-- Document extract --
- Opening Delimiter -
Of course, this projection betrayed a complete cluelessness about the nature of corruption in the contemporary world. Corruption today is not a question of personal traits, but its real nature is systemic. It arises out of neoliberal economic policies where the State itself is not bound by accountability towards citizens but to the dynamics of the market and the corporates whose only accountability is towards the shareholders of their respective corporate entities. Obviously, this corporate freedom needed constant facilitation from the State. Therefore, it was impossible to fight corruption without defending the rights of the citizens. All that was glossed over with demagogy for an abstract commitment to ‘hard work’, as opposed to ‘Harvard’ and its intellectual attributes.

This was a ruse to protect and secure the interests of corporate cronies who would disproportionately benefit from such a course of action. It was also clear that the games of such corporates would enrich the BJP and its allies, and the principle of quid pro quo would be all-pervasive in defining the direction of the government. The catchphrase dished out by the slogan-mongering regime was ‘minimum government and maximum governance’; no tax burden on the corporates and ensuring the freedom to earn profits. The electoral bond scheme was introduced to extract a part of this State-sponsored facilitation for the ruling party. Therefore, from day one, we had described this process as the legalisation of political corruption. It is heartening that the facts and data that are exploding lifting the veil of secrecy vindicate our initial assertion and the relentless principled struggle that we have waged. The SC directed disclosure of alphanumericals of bonds bought and received will actually leave nothing for imagination.

WHAT HAS BEEN REVEALED?
- Closing Delimiter -
-- Records shown --
- Opening Delimiter -
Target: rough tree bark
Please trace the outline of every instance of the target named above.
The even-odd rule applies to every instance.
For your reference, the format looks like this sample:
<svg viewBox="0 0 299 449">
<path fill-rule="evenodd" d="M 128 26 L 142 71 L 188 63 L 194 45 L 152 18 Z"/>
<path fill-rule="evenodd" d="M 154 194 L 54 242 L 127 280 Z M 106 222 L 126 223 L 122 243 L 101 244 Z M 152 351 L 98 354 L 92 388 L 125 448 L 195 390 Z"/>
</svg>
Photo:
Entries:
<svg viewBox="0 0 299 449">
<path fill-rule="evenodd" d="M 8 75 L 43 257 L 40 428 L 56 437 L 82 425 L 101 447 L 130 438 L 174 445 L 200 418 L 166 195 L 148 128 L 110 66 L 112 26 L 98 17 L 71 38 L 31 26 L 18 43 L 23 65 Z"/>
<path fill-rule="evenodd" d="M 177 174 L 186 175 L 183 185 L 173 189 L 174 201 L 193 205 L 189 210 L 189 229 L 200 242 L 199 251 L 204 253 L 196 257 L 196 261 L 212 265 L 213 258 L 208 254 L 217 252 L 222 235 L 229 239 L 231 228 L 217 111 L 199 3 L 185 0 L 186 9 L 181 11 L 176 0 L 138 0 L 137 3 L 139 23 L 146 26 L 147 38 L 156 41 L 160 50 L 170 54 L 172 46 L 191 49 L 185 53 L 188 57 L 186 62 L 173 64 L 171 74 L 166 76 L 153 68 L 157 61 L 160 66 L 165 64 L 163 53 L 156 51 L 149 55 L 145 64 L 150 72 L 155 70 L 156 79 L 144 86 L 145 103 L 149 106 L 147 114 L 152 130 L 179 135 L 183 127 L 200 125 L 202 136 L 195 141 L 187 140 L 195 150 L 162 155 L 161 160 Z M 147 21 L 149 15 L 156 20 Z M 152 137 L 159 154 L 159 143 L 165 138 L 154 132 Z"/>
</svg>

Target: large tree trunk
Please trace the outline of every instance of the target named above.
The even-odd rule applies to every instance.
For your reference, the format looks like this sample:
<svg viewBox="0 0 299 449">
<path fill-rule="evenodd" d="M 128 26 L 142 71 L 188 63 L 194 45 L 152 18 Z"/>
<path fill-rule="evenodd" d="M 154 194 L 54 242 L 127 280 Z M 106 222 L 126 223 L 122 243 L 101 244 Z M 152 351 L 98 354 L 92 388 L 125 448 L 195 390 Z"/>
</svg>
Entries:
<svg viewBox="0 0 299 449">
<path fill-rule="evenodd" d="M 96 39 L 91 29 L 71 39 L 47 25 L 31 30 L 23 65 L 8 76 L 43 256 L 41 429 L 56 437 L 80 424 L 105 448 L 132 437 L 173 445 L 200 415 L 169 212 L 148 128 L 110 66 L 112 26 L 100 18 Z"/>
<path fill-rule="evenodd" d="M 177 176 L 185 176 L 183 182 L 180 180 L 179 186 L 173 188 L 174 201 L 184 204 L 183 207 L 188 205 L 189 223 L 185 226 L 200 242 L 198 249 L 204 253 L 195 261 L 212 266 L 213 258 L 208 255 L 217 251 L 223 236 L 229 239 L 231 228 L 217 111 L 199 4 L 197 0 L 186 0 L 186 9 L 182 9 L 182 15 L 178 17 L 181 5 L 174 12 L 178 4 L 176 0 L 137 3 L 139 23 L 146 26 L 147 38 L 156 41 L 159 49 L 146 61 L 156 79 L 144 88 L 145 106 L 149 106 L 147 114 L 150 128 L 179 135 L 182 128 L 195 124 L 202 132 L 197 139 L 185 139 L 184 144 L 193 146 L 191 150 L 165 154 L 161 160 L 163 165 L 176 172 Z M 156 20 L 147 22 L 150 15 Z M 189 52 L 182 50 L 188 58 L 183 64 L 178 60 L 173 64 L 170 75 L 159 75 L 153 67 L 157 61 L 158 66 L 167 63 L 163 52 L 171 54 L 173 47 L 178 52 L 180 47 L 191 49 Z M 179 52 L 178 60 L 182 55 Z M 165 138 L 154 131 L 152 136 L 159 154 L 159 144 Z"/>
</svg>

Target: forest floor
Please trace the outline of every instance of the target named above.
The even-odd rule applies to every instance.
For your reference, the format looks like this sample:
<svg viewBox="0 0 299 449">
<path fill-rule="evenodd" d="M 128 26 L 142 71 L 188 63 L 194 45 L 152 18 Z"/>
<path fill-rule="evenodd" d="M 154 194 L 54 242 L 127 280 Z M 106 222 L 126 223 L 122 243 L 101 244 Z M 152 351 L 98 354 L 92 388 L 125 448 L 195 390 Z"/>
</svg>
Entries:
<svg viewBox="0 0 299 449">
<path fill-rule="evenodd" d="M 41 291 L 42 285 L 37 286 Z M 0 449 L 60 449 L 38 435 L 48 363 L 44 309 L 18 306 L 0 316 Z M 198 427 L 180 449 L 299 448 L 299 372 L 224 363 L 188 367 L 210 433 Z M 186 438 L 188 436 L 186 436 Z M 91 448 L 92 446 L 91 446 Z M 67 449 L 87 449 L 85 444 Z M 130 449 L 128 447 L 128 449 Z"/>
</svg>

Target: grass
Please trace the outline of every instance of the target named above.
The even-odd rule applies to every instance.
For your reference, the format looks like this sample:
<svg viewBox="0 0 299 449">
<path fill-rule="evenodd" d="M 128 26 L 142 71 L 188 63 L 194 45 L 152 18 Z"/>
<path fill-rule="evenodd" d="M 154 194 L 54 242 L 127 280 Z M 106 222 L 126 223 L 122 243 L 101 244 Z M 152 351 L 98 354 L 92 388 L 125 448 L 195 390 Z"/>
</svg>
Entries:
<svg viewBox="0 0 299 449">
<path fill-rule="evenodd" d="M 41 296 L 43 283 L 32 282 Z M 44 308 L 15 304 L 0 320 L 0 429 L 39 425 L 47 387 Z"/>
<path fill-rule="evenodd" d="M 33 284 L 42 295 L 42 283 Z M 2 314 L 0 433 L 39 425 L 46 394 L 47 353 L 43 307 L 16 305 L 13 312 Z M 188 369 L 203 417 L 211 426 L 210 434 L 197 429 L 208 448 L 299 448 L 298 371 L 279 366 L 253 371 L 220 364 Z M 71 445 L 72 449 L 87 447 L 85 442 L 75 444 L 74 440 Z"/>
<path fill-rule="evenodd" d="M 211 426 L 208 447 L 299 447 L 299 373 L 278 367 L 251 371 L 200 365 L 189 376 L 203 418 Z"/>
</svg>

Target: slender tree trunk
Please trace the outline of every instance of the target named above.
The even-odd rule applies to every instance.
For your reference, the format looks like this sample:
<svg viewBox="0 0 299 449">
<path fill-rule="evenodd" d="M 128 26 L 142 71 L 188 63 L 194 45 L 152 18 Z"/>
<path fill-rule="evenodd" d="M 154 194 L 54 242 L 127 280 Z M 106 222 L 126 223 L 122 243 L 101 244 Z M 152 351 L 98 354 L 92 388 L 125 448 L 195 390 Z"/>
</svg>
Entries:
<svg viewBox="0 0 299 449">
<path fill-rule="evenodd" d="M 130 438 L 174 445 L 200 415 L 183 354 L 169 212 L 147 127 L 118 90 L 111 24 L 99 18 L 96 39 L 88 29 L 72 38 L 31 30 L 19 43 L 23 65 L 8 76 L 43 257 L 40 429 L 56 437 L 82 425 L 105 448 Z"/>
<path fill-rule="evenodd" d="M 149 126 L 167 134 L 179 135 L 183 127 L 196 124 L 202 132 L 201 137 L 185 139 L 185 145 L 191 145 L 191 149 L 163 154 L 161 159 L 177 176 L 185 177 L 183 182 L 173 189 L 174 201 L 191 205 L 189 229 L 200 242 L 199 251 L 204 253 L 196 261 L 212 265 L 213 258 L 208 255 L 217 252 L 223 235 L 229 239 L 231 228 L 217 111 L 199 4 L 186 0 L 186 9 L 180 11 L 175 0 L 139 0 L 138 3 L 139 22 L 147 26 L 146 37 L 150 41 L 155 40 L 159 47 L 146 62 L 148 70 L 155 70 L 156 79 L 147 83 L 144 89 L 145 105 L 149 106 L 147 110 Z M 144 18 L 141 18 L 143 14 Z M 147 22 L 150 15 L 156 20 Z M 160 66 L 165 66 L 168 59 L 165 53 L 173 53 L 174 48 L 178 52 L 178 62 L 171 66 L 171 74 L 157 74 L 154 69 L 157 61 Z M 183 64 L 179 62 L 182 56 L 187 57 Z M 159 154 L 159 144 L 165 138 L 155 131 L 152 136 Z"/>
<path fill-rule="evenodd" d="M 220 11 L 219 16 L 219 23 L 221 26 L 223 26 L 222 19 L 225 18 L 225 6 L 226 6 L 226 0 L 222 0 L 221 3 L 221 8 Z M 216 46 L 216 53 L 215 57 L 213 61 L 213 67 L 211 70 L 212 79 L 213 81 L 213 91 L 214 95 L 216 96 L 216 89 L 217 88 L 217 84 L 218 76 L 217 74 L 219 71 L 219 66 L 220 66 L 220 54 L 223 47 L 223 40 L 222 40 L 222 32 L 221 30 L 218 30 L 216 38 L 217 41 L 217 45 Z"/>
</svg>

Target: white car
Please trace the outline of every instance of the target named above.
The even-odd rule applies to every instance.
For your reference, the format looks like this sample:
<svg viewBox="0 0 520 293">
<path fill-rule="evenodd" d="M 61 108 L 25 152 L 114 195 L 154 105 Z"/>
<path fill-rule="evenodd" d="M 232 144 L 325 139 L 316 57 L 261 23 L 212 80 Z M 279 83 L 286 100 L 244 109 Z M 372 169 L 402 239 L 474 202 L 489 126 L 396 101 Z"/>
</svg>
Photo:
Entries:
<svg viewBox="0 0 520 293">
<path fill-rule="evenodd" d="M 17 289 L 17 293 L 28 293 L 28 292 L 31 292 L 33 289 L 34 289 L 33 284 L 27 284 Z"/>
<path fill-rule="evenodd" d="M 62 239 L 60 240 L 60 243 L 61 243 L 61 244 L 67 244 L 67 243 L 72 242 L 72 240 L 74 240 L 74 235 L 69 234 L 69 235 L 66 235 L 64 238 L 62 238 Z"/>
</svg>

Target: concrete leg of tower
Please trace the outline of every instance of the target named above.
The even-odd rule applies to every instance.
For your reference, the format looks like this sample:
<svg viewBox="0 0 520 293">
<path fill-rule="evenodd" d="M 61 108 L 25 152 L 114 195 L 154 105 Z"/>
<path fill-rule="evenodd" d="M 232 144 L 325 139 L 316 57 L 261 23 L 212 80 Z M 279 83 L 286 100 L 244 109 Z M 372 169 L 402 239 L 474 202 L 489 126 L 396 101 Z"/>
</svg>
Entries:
- Closing Delimiter -
-- Work instruction --
Transcribe everything in the passage on corruption and electoral bonds from "Of course, this" down to "its intellectual attributes.". The rows have no connection to the passage on corruption and electoral bonds.

-- Task solution --
Of course, this projection betrayed a complete cluelessness about the nature of corruption in the contemporary world. Corruption today is not a question of personal traits, but its real nature is systemic. It arises out of neoliberal economic policies where the State itself is not bound by accountability towards citizens but to the dynamics of the market and the corporates whose only accountability is towards the shareholders of their respective corporate entities. Obviously, this corporate freedom needed constant facilitation from the State. Therefore, it was impossible to fight corruption without defending the rights of the citizens. All that was glossed over with demagogy for an abstract commitment to ‘hard work’, as opposed to ‘Harvard’ and its intellectual attributes.